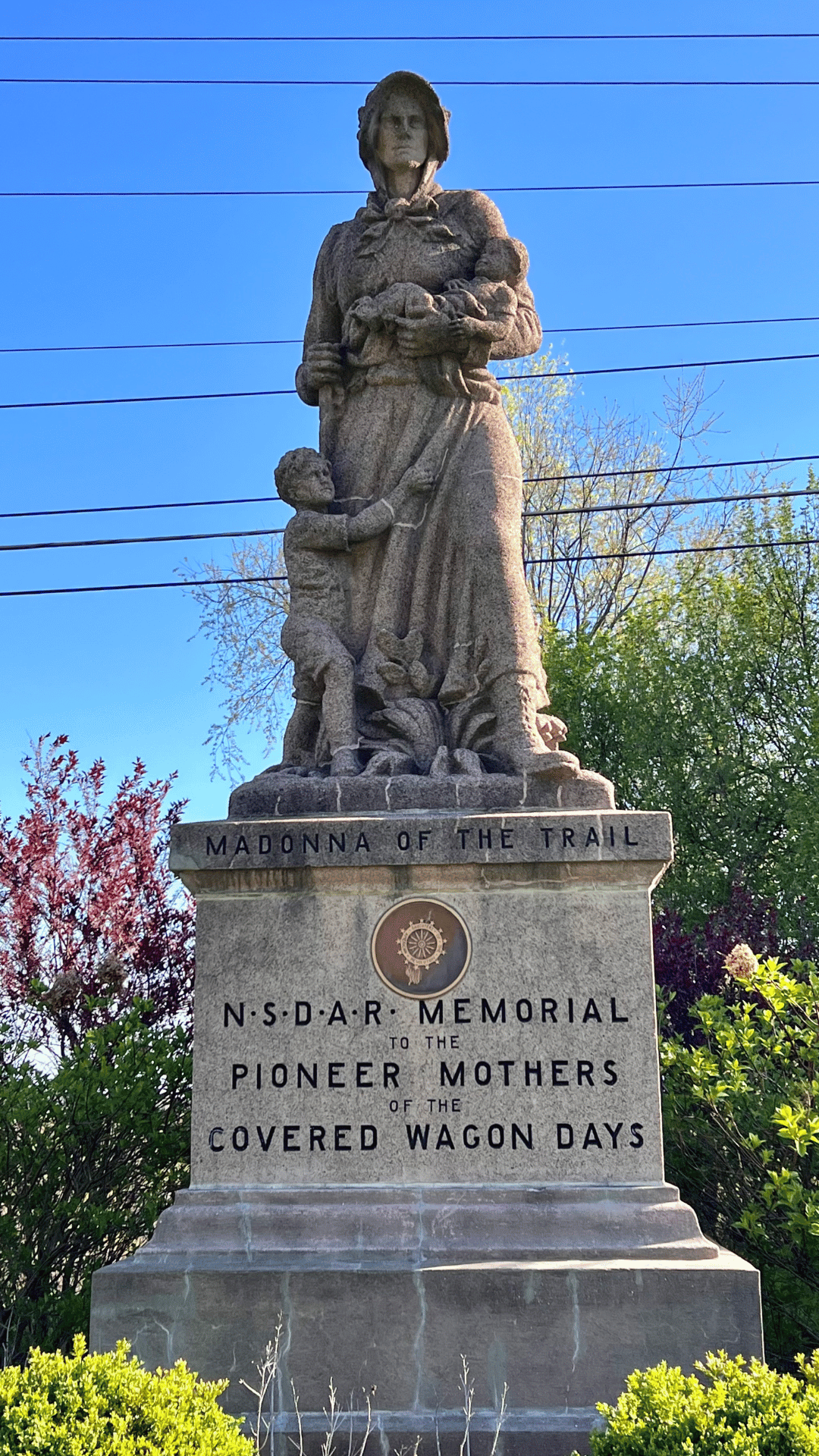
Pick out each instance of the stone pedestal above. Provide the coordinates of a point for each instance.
(428, 1128)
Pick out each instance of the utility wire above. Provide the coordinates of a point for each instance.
(529, 479)
(643, 369)
(360, 191)
(205, 344)
(237, 344)
(697, 36)
(539, 561)
(670, 551)
(290, 83)
(142, 541)
(265, 394)
(657, 469)
(146, 400)
(653, 506)
(279, 530)
(140, 585)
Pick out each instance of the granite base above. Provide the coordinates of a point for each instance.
(560, 1334)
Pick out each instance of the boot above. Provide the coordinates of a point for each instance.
(518, 740)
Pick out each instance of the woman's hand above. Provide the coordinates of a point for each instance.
(322, 366)
(433, 334)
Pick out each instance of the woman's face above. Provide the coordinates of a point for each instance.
(403, 139)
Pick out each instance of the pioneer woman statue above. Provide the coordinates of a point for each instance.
(411, 300)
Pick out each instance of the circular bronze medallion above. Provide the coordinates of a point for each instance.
(422, 948)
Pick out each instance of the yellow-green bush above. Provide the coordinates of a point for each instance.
(732, 1410)
(110, 1405)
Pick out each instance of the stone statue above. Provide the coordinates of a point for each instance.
(422, 654)
(316, 628)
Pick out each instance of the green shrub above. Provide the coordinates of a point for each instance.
(91, 1153)
(741, 1111)
(736, 1410)
(71, 1405)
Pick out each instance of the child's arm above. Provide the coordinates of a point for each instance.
(381, 516)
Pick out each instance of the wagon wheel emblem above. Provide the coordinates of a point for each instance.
(422, 946)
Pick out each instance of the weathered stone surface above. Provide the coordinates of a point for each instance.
(275, 794)
(539, 1066)
(556, 1258)
(563, 1335)
(356, 842)
(410, 628)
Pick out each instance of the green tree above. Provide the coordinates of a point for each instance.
(91, 1153)
(704, 701)
(741, 1112)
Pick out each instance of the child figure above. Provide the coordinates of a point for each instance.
(488, 299)
(315, 551)
(487, 303)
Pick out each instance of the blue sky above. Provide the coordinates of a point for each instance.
(123, 673)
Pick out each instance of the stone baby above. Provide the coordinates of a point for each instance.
(485, 305)
(480, 308)
(316, 549)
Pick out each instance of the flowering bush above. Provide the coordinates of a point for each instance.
(91, 918)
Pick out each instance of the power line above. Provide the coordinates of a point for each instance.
(268, 530)
(146, 400)
(205, 344)
(661, 501)
(237, 344)
(279, 530)
(538, 561)
(264, 500)
(360, 191)
(264, 394)
(698, 36)
(643, 369)
(153, 506)
(142, 541)
(140, 585)
(670, 551)
(659, 469)
(290, 83)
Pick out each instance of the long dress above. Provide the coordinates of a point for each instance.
(438, 606)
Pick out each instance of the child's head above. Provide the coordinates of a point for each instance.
(303, 478)
(503, 259)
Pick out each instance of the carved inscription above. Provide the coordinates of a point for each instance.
(406, 1091)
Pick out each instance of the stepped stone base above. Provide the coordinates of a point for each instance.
(278, 795)
(561, 1334)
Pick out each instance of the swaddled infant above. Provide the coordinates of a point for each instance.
(482, 308)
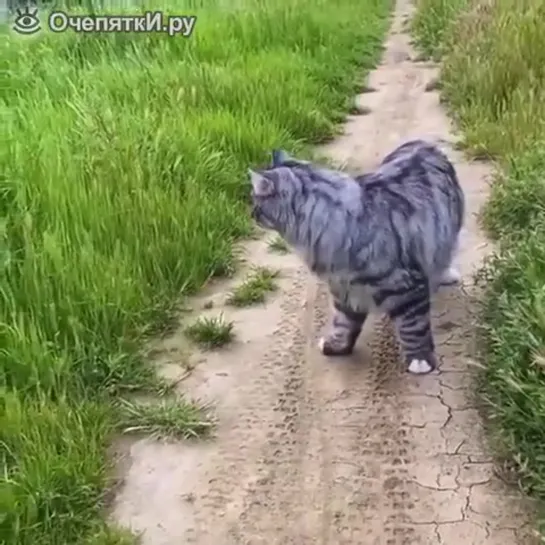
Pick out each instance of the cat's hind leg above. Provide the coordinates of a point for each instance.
(410, 312)
(345, 328)
(451, 275)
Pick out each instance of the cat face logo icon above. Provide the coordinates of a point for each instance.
(27, 21)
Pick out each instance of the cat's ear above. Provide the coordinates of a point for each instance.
(279, 157)
(262, 186)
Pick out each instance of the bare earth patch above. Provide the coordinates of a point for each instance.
(348, 451)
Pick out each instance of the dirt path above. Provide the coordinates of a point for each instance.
(353, 451)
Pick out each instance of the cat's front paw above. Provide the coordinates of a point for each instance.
(333, 346)
(422, 366)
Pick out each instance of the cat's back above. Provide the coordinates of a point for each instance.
(417, 162)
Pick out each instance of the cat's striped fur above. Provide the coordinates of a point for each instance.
(386, 238)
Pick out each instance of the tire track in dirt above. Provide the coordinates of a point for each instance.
(341, 451)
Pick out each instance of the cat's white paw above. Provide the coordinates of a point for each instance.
(420, 367)
(321, 344)
(451, 276)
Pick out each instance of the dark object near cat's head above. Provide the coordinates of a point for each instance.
(267, 183)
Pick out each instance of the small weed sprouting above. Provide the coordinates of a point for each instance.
(211, 332)
(171, 417)
(279, 245)
(255, 288)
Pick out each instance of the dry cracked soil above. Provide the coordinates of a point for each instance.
(340, 451)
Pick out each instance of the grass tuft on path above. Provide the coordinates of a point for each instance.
(254, 288)
(493, 79)
(122, 188)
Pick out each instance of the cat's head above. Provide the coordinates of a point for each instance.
(273, 189)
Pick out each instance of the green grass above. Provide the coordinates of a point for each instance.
(122, 189)
(210, 333)
(278, 245)
(493, 79)
(255, 288)
(166, 418)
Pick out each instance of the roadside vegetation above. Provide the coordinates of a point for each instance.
(493, 80)
(122, 189)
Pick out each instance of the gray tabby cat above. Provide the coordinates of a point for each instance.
(384, 239)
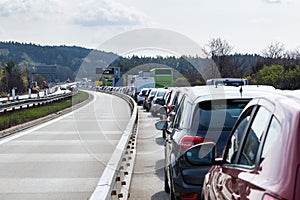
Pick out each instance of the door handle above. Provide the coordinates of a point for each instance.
(219, 186)
(236, 196)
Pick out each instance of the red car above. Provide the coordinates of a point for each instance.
(261, 159)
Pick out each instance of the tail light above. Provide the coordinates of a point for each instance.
(169, 108)
(188, 196)
(189, 141)
(269, 197)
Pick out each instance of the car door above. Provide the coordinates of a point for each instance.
(169, 143)
(232, 181)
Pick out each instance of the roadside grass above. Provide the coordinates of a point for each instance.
(17, 117)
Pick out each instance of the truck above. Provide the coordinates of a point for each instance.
(142, 82)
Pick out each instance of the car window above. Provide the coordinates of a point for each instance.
(217, 115)
(178, 118)
(272, 138)
(254, 137)
(236, 137)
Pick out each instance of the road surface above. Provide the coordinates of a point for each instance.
(63, 158)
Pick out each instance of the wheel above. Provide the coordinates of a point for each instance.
(164, 134)
(166, 188)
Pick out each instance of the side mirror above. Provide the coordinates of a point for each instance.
(162, 112)
(202, 154)
(161, 125)
(172, 116)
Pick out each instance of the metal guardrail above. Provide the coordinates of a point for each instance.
(116, 178)
(27, 103)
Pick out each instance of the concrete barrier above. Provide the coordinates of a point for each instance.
(116, 178)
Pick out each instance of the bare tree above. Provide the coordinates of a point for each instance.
(274, 50)
(219, 50)
(217, 47)
(295, 54)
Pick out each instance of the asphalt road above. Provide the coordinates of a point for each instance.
(63, 158)
(148, 174)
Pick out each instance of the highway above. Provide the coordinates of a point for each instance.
(63, 158)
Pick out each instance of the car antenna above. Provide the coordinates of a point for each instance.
(241, 91)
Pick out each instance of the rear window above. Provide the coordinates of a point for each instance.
(217, 114)
(144, 92)
(153, 92)
(161, 93)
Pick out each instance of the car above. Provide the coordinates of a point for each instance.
(149, 99)
(158, 101)
(261, 159)
(141, 96)
(205, 113)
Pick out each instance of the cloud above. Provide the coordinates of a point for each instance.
(30, 9)
(273, 1)
(108, 12)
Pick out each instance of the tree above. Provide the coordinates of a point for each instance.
(8, 71)
(274, 51)
(219, 50)
(218, 47)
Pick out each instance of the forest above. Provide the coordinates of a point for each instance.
(274, 66)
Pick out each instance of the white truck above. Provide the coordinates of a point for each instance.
(142, 82)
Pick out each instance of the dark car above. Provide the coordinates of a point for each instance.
(205, 113)
(158, 101)
(149, 98)
(142, 95)
(261, 160)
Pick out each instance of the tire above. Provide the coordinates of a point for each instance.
(164, 134)
(166, 187)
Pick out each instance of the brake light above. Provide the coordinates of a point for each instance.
(269, 197)
(189, 141)
(188, 196)
(169, 108)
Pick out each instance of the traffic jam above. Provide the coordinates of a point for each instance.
(227, 140)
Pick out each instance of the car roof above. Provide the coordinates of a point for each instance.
(211, 92)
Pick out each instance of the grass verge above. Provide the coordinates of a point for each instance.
(17, 117)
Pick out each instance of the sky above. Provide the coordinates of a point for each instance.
(247, 25)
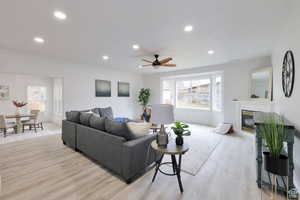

— TASK REQUIREMENTS —
Rewrite everything from the line containing "Pick out each instance of the white" down to the end of the rows, swapping "a point" for "one point" and leaving all else unchanged. Omit the pictures.

— EXERCISE SOLUTION —
Pick out each instance of the white truck above. Provide the coordinates of one point for each instance.
(142, 82)
Pick out each instance of the dark car above. Provide the coordinates of one point for each instance.
(205, 113)
(158, 101)
(149, 98)
(142, 95)
(261, 160)
Pick out each instance of the tire above. Provide the coordinates of one point for each instance.
(164, 134)
(166, 187)
Pick out each instance of the brake light above. Provide the coordinates of one point for each instance.
(269, 197)
(189, 141)
(188, 196)
(169, 108)
Pick out each instance of the traffic jam above. Provide the coordinates of one point for each instance.
(227, 140)
Pick out each instance of the car roof above. Provide the coordinates of one point for each instance.
(211, 92)
Pick out each instance of the grass verge above. Provide the coordinates of one point for each instance.
(17, 117)
Pick out each instance of the sky above. Provide the coordinates of one point for each instance.
(247, 25)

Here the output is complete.